*** Supplied records ***

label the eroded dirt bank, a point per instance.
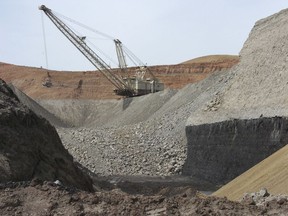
(221, 151)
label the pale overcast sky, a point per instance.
(157, 31)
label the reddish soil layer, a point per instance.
(93, 85)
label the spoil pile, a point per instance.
(258, 84)
(31, 148)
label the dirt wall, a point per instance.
(221, 151)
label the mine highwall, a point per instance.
(221, 151)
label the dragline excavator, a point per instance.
(125, 85)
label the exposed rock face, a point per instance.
(31, 148)
(256, 87)
(221, 151)
(93, 85)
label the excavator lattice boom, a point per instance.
(127, 86)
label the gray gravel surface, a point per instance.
(128, 145)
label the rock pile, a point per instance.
(156, 146)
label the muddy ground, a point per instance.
(47, 198)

***

▸ What you will do: Rewrite all the rows above with every "a point per instance" changed to "one point for each instance" and nothing else altered, and leave the pictures out of your answer.

▸ Exercise output:
label the eroded dirt bank, one point for each instance.
(221, 151)
label the pale overcast sky, one point for each instance.
(157, 31)
label the reddish soil layer, one point for each instance.
(93, 85)
label the spoil pile, one point for each instance.
(258, 84)
(31, 148)
label the dirt wall, one point for each instance.
(221, 151)
label the mine highwall, one point for each instance.
(221, 151)
label the dragline excavator, one point for each instance.
(125, 85)
label the exposed rock face, one point for each instance.
(31, 148)
(256, 87)
(221, 151)
(93, 85)
label the excavator lattice boom, one point for each instance.
(127, 86)
label the gray gravel surface, one point for each instance.
(128, 145)
label the rock pile, one point for each instance.
(156, 146)
label the muddy ground, one point for each instance.
(47, 198)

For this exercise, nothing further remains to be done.